- Opening Delimiter -

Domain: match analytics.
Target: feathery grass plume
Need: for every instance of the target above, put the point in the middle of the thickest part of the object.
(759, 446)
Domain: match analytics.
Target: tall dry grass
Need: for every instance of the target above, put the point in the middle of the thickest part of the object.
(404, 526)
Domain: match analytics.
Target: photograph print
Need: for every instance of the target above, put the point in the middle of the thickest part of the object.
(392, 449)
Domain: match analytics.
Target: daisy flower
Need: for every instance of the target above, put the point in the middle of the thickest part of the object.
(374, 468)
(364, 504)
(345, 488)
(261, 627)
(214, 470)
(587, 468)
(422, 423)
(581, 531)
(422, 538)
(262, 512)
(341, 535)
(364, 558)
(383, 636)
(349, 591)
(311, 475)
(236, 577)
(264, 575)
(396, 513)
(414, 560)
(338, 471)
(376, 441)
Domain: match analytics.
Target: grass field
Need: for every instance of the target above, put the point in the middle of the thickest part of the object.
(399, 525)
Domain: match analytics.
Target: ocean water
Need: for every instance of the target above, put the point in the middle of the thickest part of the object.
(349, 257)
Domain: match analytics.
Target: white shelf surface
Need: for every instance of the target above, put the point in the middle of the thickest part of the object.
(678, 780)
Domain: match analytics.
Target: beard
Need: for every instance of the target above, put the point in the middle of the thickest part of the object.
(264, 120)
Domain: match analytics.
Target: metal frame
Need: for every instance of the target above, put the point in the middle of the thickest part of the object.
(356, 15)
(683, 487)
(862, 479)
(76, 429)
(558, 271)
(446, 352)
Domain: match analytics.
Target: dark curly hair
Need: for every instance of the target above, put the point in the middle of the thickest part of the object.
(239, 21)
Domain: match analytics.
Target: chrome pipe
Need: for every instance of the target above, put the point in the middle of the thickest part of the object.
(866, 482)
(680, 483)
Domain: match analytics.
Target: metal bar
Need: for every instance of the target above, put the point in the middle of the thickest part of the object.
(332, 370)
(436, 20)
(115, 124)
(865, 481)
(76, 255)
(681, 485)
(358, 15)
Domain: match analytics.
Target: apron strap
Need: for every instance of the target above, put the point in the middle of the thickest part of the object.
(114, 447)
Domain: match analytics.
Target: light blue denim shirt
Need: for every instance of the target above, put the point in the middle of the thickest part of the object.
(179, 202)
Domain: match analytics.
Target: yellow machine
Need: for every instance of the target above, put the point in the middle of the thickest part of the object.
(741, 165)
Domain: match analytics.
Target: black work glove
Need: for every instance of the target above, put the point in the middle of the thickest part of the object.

- Closing Delimiter -

Which of the lines above include the word "grass"? Copy each of them.

-- Problem solution --
Target: feathery grass plume
Target: tall dry grass
Target: grass field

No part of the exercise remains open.